Work to complete: Please rewrite the records below with "motorcycle front wheel" in place of "motorcycle rear wheel" and everything else unchanged.

#####

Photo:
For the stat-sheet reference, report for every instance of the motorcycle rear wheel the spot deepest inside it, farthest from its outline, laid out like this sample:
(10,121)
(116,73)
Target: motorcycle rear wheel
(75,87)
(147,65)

#####

Finished task:
Photo:
For the stat-sheet reference, report for every instance of the motorcycle front wheel the spot deepest inside it, farthest from its outline, laid out like this sample:
(10,121)
(116,73)
Target: motorcycle front wheel
(75,87)
(147,65)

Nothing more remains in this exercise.